— Begin EXCERPT —
Compiled by: Jack Foley

CRITICS across America seemed to delight in the return of Quentin Tarantino to the form approaching his early, breakthrough work. Hence, Kill Bill has drawn as many favourable reviews in America, as it has in the UK.

Entertainment Weekly leads the way, declaring that ‘Kill Bill may have little on its mind besides pop extravagance, yet you can feel the movie tracing a transition in the world - from West to East, from male to female rule’.

JoBlo’s Movie Emporium, meanwhile, stated it is ‘an inventive, exciting, ballsy, violent, entertaining, stylized and brilliant’.

Village Voice opined that it is ‘fun and smart, but undeniably thin’, while Ebert and Roeper hailed it as ‘the ultimate movie for kung-fu drive-in geeks...’.

Glowing, too, was Newsday, which felt that it is 'an eye-popping, blood-soaked, ingeniously choreographed thriller and Hong Kong homage that ultimately adds up to ... not much'.

While the Chicago Tribune declared that it is 'the most gorgeous B-movie ever made'.

CNN, meanwhile, opined that 'the violence, blood levels - and just plain cheesy gore - in this film are extreme, but Tarantino's sharp dialogue and expert editing leaves you breathless'.

While the Chicago Sun-Times felt that 'Kill Bill: Volume 1 shows Quentin Tarantino so effortlessly and brilliantly in command of his technique that he reminds me of a virtuoso violinist racing through Flight of the Bumble Bee ..."

Of the negative notices, one of the most vitriolic has to rate as Slant Magazine, which wrote that ‘Kill Bill: Volume 1 is essentially a pop culture wanker’s failed multimedia experiment, a vacuous junk heap of dorky gags and riffs, violent anime and offensive slapstick’.

While the Los Angeles Times felt that 'for the first time in Tarantino's filmmaking career, the written story - both in word and development - proves the least interesting part of the whole equation'.

The New York Daily News, meanwhile, felt that 'there's a lot to admire in Kill Bill, and a lot that should have been lopped off like the arms and legs and scalps that go flying'.

While the San Francisco Chronicle went a little worse, stating that 'it boggles the mind that after six years of silence, all Tarantino has to offer is this garbage'.

The positives return with the Detroit Free Press, however, which observed that 'Vol. 1 is a shot of pure adrenalin on celluloid, headed for the heart and the gut, not the head'.

While the New York Post wrote that it is 'a maddeningly uneven spaghetti Eastern that's well worth seeing for his technical mastery, even as it challenges you with the geeky auteur's boundless self-indulgence'.

And the Toronto Star concluded that 'not only is this the work of a major and vital talent in full bloom, it's the most thrillingly entertaining American movie so far this year'.

The final word, however, goes to the Washington Post, which declared that Kill Bill: Volume One 'has matched, if not eclipsed, the power and scope of 1994's Pulp Fiction'.
— End EXCERPT —
— Begin STORED RECORDS —
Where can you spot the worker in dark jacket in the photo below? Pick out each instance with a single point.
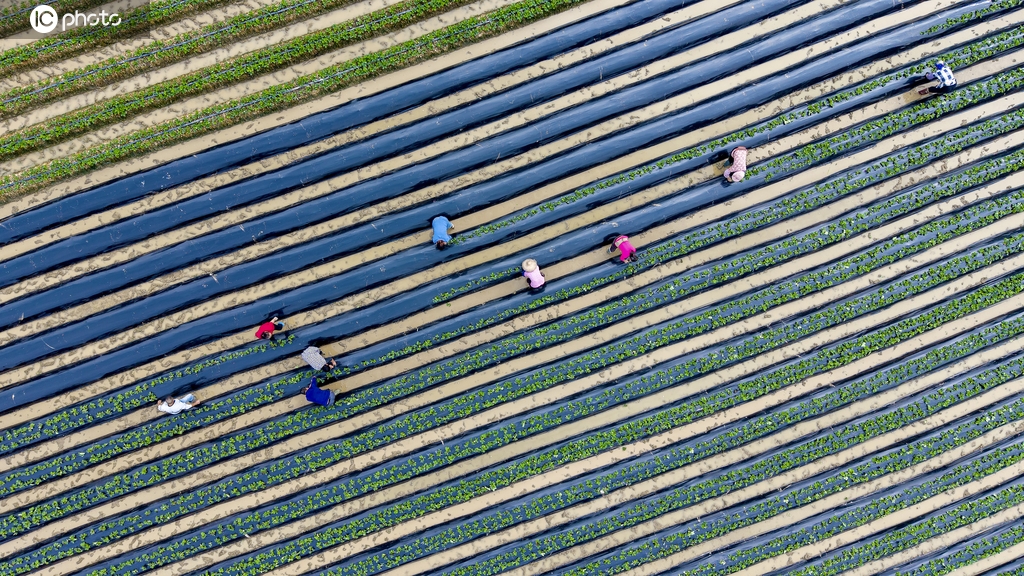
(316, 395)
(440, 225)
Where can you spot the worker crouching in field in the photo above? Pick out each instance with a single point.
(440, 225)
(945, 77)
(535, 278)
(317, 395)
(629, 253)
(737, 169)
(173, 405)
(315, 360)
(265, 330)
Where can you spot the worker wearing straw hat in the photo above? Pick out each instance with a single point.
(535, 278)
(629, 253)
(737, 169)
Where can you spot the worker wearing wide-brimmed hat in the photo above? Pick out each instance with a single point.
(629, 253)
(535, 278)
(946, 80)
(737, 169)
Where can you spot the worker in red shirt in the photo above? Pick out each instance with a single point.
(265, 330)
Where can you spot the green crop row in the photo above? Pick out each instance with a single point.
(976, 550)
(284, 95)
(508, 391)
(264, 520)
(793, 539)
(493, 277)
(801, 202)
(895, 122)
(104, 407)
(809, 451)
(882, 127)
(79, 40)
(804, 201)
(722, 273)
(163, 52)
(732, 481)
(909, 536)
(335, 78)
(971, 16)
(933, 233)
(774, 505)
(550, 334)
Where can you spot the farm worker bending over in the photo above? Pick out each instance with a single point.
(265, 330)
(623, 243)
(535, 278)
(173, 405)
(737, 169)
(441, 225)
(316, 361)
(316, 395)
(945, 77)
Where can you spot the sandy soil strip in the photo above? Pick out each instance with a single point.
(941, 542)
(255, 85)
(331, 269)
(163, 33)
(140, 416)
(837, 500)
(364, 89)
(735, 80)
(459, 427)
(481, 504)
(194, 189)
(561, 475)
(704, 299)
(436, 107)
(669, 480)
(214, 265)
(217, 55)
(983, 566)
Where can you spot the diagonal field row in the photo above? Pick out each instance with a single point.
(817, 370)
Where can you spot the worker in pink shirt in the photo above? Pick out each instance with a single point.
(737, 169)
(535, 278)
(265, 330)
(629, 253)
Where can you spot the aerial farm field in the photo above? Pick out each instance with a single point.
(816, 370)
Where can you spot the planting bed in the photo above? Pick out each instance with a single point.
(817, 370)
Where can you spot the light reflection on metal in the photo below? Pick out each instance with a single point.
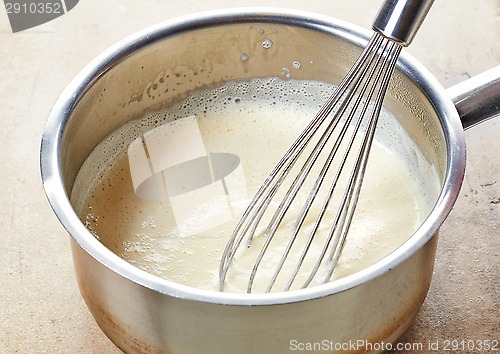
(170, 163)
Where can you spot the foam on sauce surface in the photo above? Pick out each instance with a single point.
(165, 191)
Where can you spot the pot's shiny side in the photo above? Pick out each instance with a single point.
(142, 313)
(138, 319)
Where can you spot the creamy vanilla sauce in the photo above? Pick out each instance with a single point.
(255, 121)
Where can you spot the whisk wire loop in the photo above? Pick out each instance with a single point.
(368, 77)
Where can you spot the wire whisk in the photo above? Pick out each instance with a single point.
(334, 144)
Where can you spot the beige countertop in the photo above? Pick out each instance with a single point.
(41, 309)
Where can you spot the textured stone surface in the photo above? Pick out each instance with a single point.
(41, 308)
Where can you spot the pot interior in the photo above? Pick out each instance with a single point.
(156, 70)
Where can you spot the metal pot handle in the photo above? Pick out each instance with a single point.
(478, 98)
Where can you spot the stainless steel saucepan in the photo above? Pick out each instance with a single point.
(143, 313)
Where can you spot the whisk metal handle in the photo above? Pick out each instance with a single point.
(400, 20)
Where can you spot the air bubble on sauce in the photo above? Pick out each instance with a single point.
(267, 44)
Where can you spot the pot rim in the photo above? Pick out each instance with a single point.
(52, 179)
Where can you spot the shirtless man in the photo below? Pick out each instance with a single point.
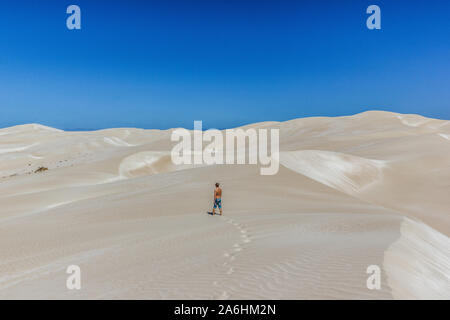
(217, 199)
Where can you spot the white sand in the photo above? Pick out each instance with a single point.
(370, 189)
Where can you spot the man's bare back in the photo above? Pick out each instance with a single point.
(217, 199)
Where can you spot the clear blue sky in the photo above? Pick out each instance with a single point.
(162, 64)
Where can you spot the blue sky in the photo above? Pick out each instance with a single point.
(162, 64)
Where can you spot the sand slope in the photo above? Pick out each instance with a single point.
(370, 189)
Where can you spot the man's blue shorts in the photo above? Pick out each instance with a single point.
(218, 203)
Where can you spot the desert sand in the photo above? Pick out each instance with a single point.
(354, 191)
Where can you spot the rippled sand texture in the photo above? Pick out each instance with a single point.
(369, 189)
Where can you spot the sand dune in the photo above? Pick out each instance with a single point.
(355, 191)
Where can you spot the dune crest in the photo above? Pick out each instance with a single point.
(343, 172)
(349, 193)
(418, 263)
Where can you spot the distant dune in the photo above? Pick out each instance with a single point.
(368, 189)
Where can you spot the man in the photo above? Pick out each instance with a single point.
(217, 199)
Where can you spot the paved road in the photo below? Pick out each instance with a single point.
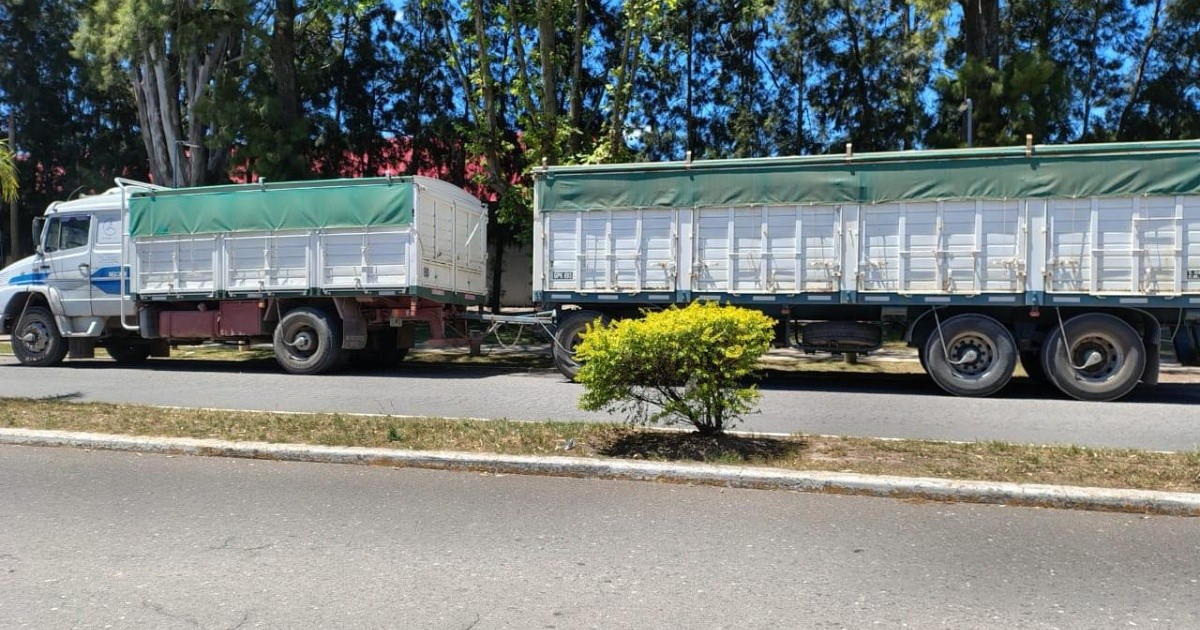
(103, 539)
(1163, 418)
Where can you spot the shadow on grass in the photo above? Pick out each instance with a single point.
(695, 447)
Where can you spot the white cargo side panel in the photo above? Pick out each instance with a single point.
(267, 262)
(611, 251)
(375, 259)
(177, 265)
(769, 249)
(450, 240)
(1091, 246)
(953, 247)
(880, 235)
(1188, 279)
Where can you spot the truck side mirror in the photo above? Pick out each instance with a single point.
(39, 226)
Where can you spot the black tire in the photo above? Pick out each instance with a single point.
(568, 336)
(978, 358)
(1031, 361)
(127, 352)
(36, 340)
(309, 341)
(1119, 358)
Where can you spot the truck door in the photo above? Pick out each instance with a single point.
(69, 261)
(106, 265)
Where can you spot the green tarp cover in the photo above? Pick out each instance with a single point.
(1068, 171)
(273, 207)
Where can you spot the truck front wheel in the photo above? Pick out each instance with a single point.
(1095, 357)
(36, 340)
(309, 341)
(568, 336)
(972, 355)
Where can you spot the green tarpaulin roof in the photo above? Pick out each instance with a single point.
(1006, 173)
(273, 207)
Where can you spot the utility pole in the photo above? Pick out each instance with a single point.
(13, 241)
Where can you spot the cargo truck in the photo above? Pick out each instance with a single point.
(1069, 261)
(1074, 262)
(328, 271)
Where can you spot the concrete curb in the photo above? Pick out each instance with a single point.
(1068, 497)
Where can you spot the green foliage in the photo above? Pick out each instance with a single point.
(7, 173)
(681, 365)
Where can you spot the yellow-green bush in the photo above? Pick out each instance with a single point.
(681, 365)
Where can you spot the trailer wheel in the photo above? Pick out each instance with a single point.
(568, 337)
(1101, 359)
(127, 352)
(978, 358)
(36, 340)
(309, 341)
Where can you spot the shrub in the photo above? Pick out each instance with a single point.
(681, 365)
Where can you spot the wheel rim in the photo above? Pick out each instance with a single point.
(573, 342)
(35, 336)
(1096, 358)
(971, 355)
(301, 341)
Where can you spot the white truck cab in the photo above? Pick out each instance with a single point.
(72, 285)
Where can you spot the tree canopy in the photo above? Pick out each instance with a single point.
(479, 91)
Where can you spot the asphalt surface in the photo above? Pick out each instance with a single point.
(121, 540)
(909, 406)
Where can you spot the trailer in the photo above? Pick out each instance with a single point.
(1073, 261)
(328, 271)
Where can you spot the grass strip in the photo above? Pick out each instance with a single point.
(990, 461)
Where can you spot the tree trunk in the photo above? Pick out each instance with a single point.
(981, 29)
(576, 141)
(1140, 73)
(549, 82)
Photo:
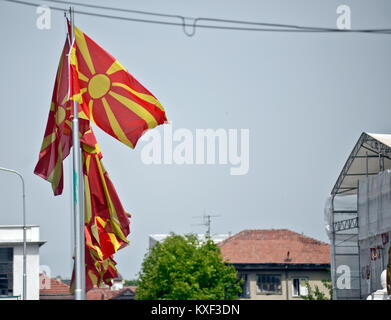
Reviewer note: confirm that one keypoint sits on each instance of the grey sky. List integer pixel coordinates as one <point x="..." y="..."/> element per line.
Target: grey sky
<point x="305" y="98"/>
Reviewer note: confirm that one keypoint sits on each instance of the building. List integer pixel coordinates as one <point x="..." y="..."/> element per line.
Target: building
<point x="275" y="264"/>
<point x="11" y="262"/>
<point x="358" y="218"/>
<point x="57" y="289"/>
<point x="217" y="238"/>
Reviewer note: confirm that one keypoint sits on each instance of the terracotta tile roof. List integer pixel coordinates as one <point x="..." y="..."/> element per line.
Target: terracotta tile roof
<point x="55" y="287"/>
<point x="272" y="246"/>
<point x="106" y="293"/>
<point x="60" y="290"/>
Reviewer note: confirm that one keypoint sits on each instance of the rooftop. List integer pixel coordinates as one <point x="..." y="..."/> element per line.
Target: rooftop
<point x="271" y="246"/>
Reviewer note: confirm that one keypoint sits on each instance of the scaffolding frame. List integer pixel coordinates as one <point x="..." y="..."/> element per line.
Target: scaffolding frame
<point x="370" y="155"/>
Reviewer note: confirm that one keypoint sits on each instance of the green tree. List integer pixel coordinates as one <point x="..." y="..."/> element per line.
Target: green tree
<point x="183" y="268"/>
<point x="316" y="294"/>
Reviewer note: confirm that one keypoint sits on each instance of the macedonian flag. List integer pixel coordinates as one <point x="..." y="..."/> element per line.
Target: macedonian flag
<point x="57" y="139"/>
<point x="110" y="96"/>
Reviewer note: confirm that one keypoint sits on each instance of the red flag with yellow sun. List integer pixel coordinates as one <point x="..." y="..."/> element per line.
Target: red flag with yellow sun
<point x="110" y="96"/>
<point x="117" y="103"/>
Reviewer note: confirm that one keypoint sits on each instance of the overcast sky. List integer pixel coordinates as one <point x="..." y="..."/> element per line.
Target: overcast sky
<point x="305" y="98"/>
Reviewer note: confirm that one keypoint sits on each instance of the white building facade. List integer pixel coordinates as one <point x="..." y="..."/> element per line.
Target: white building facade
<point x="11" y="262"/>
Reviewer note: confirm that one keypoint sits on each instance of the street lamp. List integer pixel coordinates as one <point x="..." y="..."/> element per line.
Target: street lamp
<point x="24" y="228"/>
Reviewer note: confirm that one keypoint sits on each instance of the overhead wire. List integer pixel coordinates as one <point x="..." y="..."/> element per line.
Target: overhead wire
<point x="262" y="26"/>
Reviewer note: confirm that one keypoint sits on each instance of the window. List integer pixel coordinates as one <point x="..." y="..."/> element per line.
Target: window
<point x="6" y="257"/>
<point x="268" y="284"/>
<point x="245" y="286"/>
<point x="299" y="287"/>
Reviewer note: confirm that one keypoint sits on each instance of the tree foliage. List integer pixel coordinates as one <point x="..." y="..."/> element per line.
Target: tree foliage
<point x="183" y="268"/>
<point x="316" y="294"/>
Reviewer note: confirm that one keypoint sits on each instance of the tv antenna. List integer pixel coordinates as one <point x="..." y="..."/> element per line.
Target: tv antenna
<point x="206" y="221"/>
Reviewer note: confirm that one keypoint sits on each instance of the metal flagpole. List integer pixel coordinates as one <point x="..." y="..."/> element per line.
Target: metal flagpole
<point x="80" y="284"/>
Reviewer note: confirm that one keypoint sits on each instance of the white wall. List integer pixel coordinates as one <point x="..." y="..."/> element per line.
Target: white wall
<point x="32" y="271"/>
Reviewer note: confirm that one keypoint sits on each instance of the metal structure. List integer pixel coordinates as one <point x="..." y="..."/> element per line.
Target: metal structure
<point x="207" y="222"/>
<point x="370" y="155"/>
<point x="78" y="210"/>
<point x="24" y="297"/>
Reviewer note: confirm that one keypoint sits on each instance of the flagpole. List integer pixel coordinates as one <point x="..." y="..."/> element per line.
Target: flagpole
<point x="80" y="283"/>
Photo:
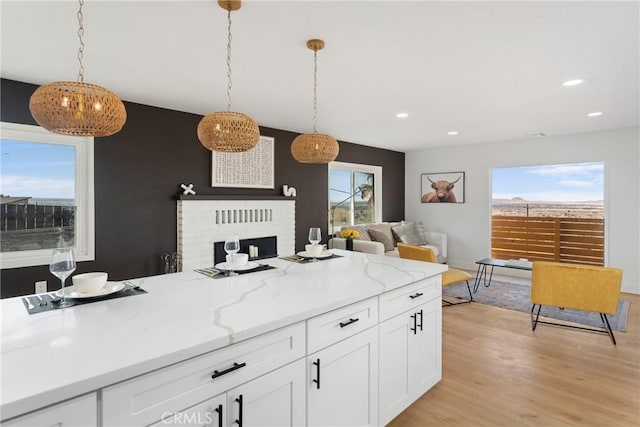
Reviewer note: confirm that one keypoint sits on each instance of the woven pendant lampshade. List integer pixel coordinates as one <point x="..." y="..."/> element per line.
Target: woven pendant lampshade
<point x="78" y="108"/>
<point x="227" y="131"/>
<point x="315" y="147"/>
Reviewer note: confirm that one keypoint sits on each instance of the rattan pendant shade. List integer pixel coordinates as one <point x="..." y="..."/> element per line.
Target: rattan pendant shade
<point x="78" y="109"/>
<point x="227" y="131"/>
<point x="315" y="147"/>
— End STORED RECORDS —
§ **WRITTEN INSTRUCTION 1**
In two sentences, how would you sum up the Kill Bill review roundup?
§ **WRITTEN INSTRUCTION 2**
Can you reproduce, word for word, the passage of the Kill Bill review roundup from "Of the negative" to "that go flying'."?

§ **PROBLEM SOLUTION 1**
Critics across America seemed to delight in Quentin Tarantino's return to something near his early form, and Kill Bill drew as many favorable reviews in America as in the UK, with praise from outlets such as Entertainment Weekly, the Chicago Tribune and the Toronto Star. Negative notices came from Slant Magazine, the Los Angeles Times and the San Francisco Chronicle, while the final word goes to the Washington Post, which declared that the film matched, if not eclipsed, the power and scope of Pulp Fiction.

§ **PROBLEM SOLUTION 2**
Of the negative notices, one of the most vitriolic has to rate as Slant Magazine, which wrote that ‘Kill Bill: Volume 1 is essentially a pop culture wanker’s failed multimedia experiment, a vacuous junk heap of dorky gags and riffs, violent anime and offensive slapstick’.

While the Los Angeles Times felt that 'for the first time in Tarantino's filmmaking career, the written story - both in word and development - proves the least interesting part of the whole equation'.

The New York Daily News, meanwhile, felt that 'there's a lot to admire in Kill Bill, and a lot that should have been lopped off like the arms and legs and scalps that go flying'.